Rédigez la suite du passage cité plus bas, consacré à la prestation de Sophie devant la chorale, en reprenant après sa dernière phrase.

#### Passage cité ####

Donc Sophie s’est plantée devant nous, son visage poupon éclairé par un grand sourire allant d’une oreille à l’autre, son regard planté dans nos vingt paires d’yeux et elle s’est lancée. 4 voix. Elle chanta la première phrase de chaque pupitre pour nous mettre l’air en en tête. Elle aurait pu faire n’importe quoi d’autre après cela, elle était déjà engagée ! Un timbre clair, une puissance éblouissante, un ancrage la reliant à l’univers. A notre tour. Chaque pupitre a tenu la première note quelques secondes puis d’un coup d’une baguette imaginaire elle a lancé la phrase et nous a fait dérouler l’intégralité de la partition. Nous étions ébahis ! Elle a poursuivi quelques minutes, toujours sur la même tenue puis s’est effacée pour laisser la place à la deuxième candidate qui avait insisté pour être présente sur l’ensemble des deux séquences.

#### Informations extraites ####

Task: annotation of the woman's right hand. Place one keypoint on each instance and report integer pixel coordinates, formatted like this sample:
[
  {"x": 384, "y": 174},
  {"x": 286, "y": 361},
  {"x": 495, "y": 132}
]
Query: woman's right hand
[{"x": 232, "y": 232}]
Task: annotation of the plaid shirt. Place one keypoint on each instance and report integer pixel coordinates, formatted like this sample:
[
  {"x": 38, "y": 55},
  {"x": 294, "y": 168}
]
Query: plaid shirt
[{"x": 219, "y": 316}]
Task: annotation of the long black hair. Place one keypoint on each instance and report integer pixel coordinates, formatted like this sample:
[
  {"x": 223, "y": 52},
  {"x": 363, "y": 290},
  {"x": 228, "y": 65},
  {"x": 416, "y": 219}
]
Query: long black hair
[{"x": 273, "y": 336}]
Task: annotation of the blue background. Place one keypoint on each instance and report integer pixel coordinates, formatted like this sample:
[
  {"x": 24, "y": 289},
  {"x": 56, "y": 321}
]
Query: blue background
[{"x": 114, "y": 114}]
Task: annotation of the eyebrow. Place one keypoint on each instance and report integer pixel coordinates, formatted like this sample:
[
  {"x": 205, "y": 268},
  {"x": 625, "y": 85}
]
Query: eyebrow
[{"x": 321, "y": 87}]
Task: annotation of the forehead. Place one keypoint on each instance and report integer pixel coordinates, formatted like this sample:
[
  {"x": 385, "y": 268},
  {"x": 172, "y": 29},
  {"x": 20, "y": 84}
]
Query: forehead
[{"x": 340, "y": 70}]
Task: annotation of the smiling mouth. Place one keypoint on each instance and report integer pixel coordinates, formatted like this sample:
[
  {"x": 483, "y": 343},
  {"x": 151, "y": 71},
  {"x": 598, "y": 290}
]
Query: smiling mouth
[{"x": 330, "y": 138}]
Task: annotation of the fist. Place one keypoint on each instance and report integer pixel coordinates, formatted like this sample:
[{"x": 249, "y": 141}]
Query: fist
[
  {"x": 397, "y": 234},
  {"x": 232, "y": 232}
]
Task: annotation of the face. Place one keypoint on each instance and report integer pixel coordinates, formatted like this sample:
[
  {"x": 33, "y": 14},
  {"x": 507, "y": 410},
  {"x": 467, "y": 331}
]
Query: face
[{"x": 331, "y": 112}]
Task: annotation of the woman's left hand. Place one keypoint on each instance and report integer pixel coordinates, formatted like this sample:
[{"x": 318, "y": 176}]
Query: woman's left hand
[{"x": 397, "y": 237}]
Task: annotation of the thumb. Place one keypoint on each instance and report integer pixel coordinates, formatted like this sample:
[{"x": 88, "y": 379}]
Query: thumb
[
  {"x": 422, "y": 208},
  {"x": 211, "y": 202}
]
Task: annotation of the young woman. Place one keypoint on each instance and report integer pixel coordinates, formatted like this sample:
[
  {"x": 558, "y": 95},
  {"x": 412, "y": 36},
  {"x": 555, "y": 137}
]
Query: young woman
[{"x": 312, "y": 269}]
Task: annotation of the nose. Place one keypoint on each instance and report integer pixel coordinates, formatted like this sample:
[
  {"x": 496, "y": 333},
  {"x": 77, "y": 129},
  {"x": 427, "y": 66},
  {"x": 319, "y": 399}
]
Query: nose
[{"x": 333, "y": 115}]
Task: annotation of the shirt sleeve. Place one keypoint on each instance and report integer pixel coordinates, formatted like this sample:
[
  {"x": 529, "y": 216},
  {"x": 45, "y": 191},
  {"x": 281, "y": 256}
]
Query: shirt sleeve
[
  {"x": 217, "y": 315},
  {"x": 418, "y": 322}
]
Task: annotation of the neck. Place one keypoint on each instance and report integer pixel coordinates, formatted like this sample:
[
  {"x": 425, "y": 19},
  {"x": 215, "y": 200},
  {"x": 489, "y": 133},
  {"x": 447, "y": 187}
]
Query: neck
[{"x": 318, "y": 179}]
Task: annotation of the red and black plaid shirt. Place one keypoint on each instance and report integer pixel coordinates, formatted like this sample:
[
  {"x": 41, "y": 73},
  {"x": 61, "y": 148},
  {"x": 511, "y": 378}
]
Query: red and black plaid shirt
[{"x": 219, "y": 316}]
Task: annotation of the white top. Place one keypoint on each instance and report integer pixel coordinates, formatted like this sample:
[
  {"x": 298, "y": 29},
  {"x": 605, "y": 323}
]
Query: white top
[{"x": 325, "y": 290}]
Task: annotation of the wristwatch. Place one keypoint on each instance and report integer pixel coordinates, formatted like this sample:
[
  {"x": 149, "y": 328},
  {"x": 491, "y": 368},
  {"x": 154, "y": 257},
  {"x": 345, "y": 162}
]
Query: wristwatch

####

• **Réponse ci-dessous**
Que s’est-il passé dans sa tête ? ça te rappelle quelque chose ? Elle n’osait pas chanter, se plantait au piano pour nous donner la note, se levait pour rejoindre les chanteurs en prenant soin de se tenir suffisamment à distance et nous lançait d’un signe de tête, qui pour certains n’était même pas visible tant ils avaient du mal à se reconcentrer après le moment suspendu que nous venions de vivre. Cette deuxième tentative fut pire que lamentable, véritablement cacophonique.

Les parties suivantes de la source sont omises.